● 练习题目 1: 请把这些记录从开头到含有"76L85 79L84 79L84"的那一行（首尾两行都算在内）输出为编号列表，空行不要列出。

● 原文:
<<<<

查看数据样本批次,并确保张量具有正确的数据类型。

from ray.train.torch import get_device
def collate_fn(batch, device=None):
    dtypes = {"embedding": torch.float32, "label": torch.int64}
    tensor_batch = {}
    
    # If no device is provided, try to get it from Ray Train context
    if device is None:
        try:
            device = get_device()
        except RuntimeError:
            # When not in Ray Train context, use CPU for testing
            device = "cpu"
    
    for key in dtypes.keys():
        if key in batch:
            tensor_batch[key] = torch.as_tensor(
                batch[key],
                dtype=dtypes[key],
                device=device,
            )
    return tensor_batch
# Sample batch
sample_batch = train_ds.take_batch(batch_size=3)
collate_fn(batch=sample_batch, device="cpu")
2025-08-28 05:07:34,380	INFO logging.py:295 -- Registered dataset logger for dataset dataset_27_0
2025-08-28 05:07:34,394	INFO streaming_executor.py:159 -- Starting execution of Dataset dataset_27_0. Full logs are in /tmp/ray/session_2025-08-28_04-57-43_348032_12595/logs/ray-data
2025-08-28 05:07:34,395	INFO streaming_executor.py:160 -- Execution plan of Dataset dataset_27_0: InputDataBuffer[Input] -> TaskPoolMapOperator[ListFiles] -> TaskPoolMapOperator[ReadFiles] -> TaskPoolMapOperator[Map(add_class)->Map(convert_to_label)] -> ActorPoolMapOperator[MapBatches(EmbedImages)] -> TaskPoolMapOperator[MapBatches(drop_columns)] -> LimitOperator[limit=3]
(MapWorker(MapBatches(EmbedImages)) pid=26114, ip=10.0.5.252) Using a slow image processor as `use_fast` is unset and a slow processor was saved with this model. `use_fast=True` will be the default behavior in v4.52, even if the model was saved with a slow processor. This will result in minor differences in outputs. You'll still be able to use a slow processor with `use_fast=False`.

>>>>

带标注的区域轮廓条目
<<<<

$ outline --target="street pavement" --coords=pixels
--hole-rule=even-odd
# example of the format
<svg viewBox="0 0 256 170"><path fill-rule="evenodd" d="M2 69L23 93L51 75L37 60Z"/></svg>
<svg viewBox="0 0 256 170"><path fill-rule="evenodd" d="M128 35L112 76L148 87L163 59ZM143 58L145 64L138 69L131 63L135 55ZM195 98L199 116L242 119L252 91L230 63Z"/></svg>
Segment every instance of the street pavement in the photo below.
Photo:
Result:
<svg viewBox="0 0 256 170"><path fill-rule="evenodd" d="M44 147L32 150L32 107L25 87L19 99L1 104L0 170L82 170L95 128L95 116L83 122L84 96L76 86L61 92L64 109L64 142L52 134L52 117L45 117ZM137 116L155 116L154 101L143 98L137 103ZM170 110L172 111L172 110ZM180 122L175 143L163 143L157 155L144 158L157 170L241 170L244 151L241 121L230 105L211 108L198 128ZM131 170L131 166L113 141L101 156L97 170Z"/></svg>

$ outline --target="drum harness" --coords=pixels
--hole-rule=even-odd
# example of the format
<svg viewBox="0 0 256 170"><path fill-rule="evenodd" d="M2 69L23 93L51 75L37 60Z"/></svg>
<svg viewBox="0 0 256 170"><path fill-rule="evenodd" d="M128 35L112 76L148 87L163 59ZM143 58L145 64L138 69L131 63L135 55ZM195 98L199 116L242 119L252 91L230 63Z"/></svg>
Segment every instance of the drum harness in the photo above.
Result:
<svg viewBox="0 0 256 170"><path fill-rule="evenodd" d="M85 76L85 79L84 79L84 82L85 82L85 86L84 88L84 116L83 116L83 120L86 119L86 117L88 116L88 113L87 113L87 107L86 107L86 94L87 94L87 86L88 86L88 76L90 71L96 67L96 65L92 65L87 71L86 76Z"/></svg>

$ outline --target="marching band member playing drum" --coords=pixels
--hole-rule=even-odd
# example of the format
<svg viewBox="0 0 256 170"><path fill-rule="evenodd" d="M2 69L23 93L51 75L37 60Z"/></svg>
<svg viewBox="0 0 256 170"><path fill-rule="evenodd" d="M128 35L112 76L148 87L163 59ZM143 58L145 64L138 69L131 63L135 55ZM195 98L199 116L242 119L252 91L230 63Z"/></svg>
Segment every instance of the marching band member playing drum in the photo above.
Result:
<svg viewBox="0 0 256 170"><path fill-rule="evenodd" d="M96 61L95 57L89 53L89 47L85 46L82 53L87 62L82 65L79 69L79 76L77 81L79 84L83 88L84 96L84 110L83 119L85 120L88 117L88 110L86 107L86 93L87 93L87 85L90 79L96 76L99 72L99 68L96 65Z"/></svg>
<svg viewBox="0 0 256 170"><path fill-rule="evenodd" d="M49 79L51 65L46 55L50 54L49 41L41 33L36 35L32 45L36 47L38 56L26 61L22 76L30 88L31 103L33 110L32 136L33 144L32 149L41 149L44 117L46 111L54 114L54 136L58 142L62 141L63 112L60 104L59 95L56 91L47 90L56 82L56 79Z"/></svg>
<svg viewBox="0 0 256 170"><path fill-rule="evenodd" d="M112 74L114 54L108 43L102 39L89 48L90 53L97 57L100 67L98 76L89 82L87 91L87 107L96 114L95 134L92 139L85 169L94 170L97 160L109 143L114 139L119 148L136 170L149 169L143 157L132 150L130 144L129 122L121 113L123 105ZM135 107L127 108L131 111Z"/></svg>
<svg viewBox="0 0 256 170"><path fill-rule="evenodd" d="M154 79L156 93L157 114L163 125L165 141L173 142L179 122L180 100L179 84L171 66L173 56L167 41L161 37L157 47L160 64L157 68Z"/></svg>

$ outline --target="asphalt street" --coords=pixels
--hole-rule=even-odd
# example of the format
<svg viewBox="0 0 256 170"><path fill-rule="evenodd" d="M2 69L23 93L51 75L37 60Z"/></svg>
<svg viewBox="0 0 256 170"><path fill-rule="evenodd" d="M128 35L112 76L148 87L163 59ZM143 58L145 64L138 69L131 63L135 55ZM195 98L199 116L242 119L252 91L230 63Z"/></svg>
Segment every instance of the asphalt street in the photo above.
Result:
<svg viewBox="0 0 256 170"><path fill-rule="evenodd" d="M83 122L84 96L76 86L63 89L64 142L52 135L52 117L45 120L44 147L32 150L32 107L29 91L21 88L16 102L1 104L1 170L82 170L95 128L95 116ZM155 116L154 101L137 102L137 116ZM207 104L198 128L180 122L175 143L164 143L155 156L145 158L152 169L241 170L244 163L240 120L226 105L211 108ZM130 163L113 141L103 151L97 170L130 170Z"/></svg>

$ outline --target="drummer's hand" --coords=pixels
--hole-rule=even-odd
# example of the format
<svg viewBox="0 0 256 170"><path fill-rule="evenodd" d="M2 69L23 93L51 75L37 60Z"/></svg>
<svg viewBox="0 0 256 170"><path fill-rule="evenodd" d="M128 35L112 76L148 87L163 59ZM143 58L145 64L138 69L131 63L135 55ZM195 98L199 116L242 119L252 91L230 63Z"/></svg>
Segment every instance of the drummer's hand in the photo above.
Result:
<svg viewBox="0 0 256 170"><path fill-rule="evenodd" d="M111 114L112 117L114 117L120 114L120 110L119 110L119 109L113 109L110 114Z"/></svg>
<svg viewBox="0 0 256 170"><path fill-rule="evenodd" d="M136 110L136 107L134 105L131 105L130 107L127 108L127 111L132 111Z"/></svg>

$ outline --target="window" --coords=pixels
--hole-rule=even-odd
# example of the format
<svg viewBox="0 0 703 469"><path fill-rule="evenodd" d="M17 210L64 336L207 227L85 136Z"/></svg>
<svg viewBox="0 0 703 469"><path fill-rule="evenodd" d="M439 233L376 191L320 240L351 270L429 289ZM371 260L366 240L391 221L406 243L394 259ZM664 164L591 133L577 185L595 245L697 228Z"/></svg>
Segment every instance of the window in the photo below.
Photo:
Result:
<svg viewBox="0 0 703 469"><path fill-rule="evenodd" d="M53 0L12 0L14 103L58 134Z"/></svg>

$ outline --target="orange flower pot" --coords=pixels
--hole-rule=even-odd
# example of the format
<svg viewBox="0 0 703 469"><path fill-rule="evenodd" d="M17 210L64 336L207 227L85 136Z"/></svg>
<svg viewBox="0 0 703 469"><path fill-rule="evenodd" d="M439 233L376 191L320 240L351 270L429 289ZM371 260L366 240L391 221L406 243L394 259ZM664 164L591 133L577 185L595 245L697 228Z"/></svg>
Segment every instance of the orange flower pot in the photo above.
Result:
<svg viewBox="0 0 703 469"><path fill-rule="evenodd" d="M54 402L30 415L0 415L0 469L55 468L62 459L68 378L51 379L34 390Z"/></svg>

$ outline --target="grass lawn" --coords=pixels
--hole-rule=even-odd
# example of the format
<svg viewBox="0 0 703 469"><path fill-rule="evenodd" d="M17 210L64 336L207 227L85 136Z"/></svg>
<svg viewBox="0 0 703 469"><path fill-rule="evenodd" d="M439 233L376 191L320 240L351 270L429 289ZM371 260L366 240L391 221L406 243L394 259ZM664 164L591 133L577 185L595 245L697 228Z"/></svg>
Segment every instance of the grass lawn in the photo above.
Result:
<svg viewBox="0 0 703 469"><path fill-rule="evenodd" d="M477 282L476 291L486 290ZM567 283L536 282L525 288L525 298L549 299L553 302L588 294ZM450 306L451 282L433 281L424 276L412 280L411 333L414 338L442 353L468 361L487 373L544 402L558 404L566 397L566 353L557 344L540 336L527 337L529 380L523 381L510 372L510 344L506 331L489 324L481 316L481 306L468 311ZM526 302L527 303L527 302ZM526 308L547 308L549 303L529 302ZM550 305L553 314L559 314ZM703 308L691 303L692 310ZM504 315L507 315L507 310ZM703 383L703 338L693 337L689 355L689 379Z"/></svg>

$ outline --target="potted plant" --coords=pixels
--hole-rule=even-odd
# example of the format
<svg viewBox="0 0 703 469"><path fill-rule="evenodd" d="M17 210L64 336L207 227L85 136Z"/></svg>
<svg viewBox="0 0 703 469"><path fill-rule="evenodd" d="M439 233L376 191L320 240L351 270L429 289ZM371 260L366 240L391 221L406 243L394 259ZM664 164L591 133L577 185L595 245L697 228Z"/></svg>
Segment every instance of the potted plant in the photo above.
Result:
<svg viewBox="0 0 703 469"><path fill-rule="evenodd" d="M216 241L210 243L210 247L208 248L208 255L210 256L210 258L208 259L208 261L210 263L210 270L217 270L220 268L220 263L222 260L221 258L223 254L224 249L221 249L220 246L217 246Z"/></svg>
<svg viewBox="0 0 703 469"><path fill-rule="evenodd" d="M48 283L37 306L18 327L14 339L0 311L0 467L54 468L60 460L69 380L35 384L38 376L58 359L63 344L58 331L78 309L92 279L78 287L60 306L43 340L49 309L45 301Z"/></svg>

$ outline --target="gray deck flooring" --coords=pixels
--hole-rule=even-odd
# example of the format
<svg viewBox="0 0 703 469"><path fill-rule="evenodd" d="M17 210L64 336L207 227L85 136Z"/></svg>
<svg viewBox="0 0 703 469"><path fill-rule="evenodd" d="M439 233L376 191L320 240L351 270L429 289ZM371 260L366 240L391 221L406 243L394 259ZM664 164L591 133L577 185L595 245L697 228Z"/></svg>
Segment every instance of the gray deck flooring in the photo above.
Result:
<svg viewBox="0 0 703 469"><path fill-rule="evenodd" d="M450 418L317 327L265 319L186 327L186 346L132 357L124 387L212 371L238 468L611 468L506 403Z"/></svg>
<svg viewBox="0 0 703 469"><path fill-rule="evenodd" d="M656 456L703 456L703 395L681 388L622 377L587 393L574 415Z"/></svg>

>>>>

● 练习题目 2: 在原文的 collate_fn 函数中，调用 get_device() 时如果捕获到 RuntimeError，设备会被设为 "cpu"。原文为什么这样做？

● 参考答案 1:
1. $ outline --target="street pavement" --coords=pixels
2. --hole-rule=even-odd
3. # example of the format
4. <svg viewBox="0 0 256 170"><path fill-rule="evenodd" d="M2 69L23 93L51 75L37 60Z"/></svg>
5. <svg viewBox="0 0 256 170"><path fill-rule="evenodd" d="M128 35L112 76L148 87L163 59ZM143 58L145 64L138 69L131 63L135 55ZM195 98L199 116L242 119L252 91L230 63Z"/></svg>
6. Segment every instance of the street pavement in the photo below.
7. Photo:
8. Result:
9. <svg viewBox="0 0 256 170"><path fill-rule="evenodd" d="M44 147L32 150L32 107L25 87L19 99L1 104L0 170L82 170L95 128L95 116L83 122L84 96L76 86L61 92L64 109L64 142L52 134L52 117L45 117ZM137 116L155 116L154 101L143 98L137 103ZM170 110L172 111L172 110ZM180 122L175 143L163 143L157 155L144 158L157 170L241 170L244 151L241 121L230 105L211 108L198 128ZM131 170L131 166L113 141L101 156L97 170Z"/></svg>
10. $ outline --target="drum harness" --coords=pixels
11. --hole-rule=even-odd
12. # example of the format
13. <svg viewBox="0 0 256 170"><path fill-rule="evenodd" d="M2 69L23 93L51 75L37 60Z"/></svg>
14. <svg viewBox="0 0 256 170"><path fill-rule="evenodd" d="M128 35L112 76L148 87L163 59ZM143 58L145 64L138 69L131 63L135 55ZM195 98L199 116L242 119L252 91L230 63Z"/></svg>
15. Segment every instance of the drum harness in the photo above.
16. Result:
17. <svg viewBox="0 0 256 170"><path fill-rule="evenodd" d="M85 76L85 79L84 79L84 82L85 82L85 86L84 88L84 116L83 116L83 120L86 119L86 117L88 116L88 113L87 113L87 107L86 107L86 94L87 94L87 86L88 86L88 76L90 71L96 67L96 65L92 65L87 71L86 76Z"/></svg>

● 参考答案 2: 代码注释说明，当程序不在 Ray Train 上下文中运行时，改用 CPU 来进行测试。